** START Data rows **

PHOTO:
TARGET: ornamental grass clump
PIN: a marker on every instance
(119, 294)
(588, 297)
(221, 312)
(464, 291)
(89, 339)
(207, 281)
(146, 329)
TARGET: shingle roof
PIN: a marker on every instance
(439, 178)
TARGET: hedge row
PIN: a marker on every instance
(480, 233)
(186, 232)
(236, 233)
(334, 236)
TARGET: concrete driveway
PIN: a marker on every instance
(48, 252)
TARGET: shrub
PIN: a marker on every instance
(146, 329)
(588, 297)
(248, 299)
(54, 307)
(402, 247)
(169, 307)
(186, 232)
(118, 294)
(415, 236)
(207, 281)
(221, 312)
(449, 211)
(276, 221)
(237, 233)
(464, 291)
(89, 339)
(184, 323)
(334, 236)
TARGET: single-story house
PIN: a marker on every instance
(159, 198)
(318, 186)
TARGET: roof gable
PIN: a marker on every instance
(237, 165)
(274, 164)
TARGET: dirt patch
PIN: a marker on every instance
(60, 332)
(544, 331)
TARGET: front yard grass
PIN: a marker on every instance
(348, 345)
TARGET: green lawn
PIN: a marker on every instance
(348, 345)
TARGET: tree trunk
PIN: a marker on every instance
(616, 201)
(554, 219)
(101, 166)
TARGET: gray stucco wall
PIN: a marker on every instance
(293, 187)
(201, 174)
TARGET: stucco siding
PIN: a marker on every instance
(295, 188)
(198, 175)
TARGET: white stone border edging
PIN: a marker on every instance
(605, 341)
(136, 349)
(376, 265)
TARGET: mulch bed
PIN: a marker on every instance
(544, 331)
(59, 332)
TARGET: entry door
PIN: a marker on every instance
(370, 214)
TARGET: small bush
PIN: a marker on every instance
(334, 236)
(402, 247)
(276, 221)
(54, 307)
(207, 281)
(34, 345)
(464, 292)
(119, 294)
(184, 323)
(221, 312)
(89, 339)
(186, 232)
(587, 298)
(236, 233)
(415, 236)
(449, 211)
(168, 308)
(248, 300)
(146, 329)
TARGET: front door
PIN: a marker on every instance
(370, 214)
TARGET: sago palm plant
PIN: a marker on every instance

** END Data rows **

Reproduce the entries above without alteration, from the line containing "TARGET: shrub" down to the last line of the entries, both ends included.

TARGET: shrub
PIN: a marker on every instance
(146, 329)
(588, 297)
(248, 299)
(54, 307)
(402, 247)
(169, 307)
(186, 232)
(118, 294)
(415, 236)
(207, 281)
(221, 312)
(449, 211)
(276, 221)
(237, 233)
(464, 291)
(89, 339)
(184, 323)
(334, 236)
TARGET: single-story house
PIN: a marker on every instance
(159, 198)
(318, 186)
TARGET: roof gable
PIN: a marker on every instance
(237, 165)
(274, 164)
TARGET: dirt patch
PIN: a marker on every instance
(60, 332)
(544, 331)
TARGET: front yard grass
PIN: a marker on every instance
(348, 345)
TARGET: green lawn
PIN: a marker on every instance
(348, 345)
TARGET: tree trunk
PIN: a marker on every instance
(616, 201)
(554, 219)
(101, 166)
TARGET: gray stucco wall
PIN: a marker on every instance
(293, 187)
(201, 174)
TARGET: stucco siding
PIN: a marker on every instance
(295, 188)
(198, 175)
TARGET: white stone border edging
PIN: a marker on every instance
(605, 341)
(136, 349)
(376, 265)
TARGET: mulch bed
PIN: a marker on every instance
(544, 331)
(59, 332)
TARGET: entry door
PIN: a marker on every instance
(370, 214)
TARGET: small bush
PIN: a marker on every instance
(334, 236)
(402, 247)
(276, 221)
(54, 307)
(207, 281)
(34, 345)
(464, 292)
(119, 294)
(184, 323)
(221, 312)
(89, 339)
(186, 232)
(587, 298)
(236, 233)
(415, 236)
(449, 211)
(168, 308)
(248, 300)
(146, 329)
TARGET: front door
PIN: a marker on every instance
(370, 214)
TARGET: sago palm plant
PIN: a marker on every instance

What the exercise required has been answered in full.